» **TEKS SUMBER**
==============================

Translate

Mencari Artikel

FIND(Mencari)

Sunday 16 June 2013

Orang Yang Tidak Wajib Puasa

Orang-Orang yang Tidak Diwajibkan Berpuasa
1.       Musafir
Musafir adalah orang yang melakukan perjalanan jauh sejauh jarak (yang dianggap) safar.  Jarak safar menurut madzhab yang paling kuat (rajih) adalah jarak yang dianggap oleh adat atau masyarakat setempat sebagai safar (Majmu’ Fataawaa, 34/40-50, 19/243).  Orang yang melakukan safar boleh untuk tidak berpuasa sebagaimana firman Allah ta’ala :

فَمَن كَانَ مِنكُم مّرِيضاً أَوْ عَلَىَ سَفَرٍ فَعِدّةٌ مّنْ أَيّامٍ أُخَرَ
Barangsiapa di antara kalian ada yang sakit atau dalam perjalanan (lalu ia berbuka), maka (ia wajib mengganti) sejumlah hari yang ia tinggalkan pada hari-hari lain” (QS. Al-Baqarah : 184).
Hamzah bin ‘Amr Al-Aslami yang dia adalah orang yang banyak melakukan puasa, bertanya kepada Rasulullah shallallaahu ‘alaihi wasallam : “Apakah saya berpuasa di waktu safar?”.  Beliau menjawab :
إن شئت فصم وإن شئت فأفطر
Puasalah jika kamu mau dan berbukalah jika kamu mau” (HR. Bukhari no. 1841 dan Muslim no. 1121).

==============================

» **SOAL LATIHAN**
#1 Dalam teks tentang orang yang tidak wajib puasa, bagaimana madzhab yang paling kuat menentukan jarak safar?
#2 Sebutkan semua rujukan yang dicantumkan di dalam tanda kurung pada teks tentang orang yang tidak wajib puasa.
#3 Sambung teks tentang orang yang tidak wajib puasa mulai dari kalimat sesudah kalimat terakhirnya.

» **ISI DATASET**
==============================

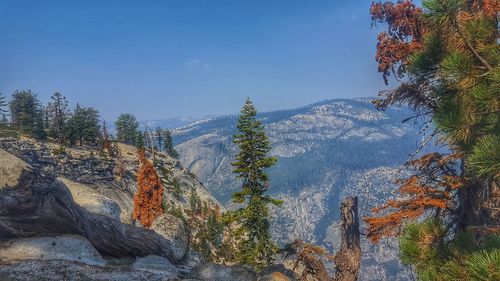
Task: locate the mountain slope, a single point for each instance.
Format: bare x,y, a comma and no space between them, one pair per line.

==============================

» **PEMBAHASAN SOAL**
#1 Jarak safar adalah jarak yang dianggap sebagai safar oleh adat atau masyarakat setempat.

#2
- Majmu’ Fataawaa, 34/40-50, 19/243
- QS. Al-Baqarah : 184
- HR. Bukhari no. 1841
- HR. Muslim no. 1121

#3
Hadits di atas (dan beberapa lagi hadits lain) menunjukkan diperbolehkannya tidak berpuasa bagi orang yang melakukan safar.  Dan bagi yang berkehendak berpuasa, maka puasa tersebut dilakukan bila ia memang mampu dan diperkirakan tidak membawa mudlarat terhadap dirinya.  Pertimbangan inilah yang terdapat dalam hadits berikut :
ليس من البر الصوم في السفر
Berpuasa di dalam perjalanan bukanlah sebuah kebaikan
(HR. Bukhari no. 1844 dan Muslim no. 1115)
فكانوا يرون أنه من وجد قوة فصام فحسن ومن وجد ضعفا فافطر فحسن
Dan mereka (para shahabat) berpendapat bahwa barangsiapa mempunyai kemampuan, maka berpuasa lebih baik baginya.  Dan barangsiapa yang merasa lemah, maka berbuka lebih baik baginya” (HR. Tirmidzi no. 713 dan Al-Baghawi no. 1763. At-Tirmidzi berkata : Hadits hasan shahih).
Namun secara umum, safar membolehkan berbuka walau orang yang melakukannya tidak merasakan berat, karena hal tersebut merupakan rukhshah (keringanan) yang diberikan oleh Allah kepada kaum muslimin.  Rasulullah shallallaahu ‘alaihi wasallam bersabda :
إن الله يحب أن تؤتى رخصه كما يكره أن تؤتى معصيته
Sungguh Allah menyukai dilaksanakan rukhshah (keringanan)-Nya, sebagaimana Dia membenci dilaksanakan maksiat kepada-Nya” (HR. Ahmad no. 5866 dan Ibnu Hibban no. 2742. Dishahihkan oleh Syaikh Al-Albani dalam Irwaaul-Ghalil 3/9 no. 564).  Dan keringanan bagi seorang musafir (salah satunya) adalah berbuka (tidak berpuasa).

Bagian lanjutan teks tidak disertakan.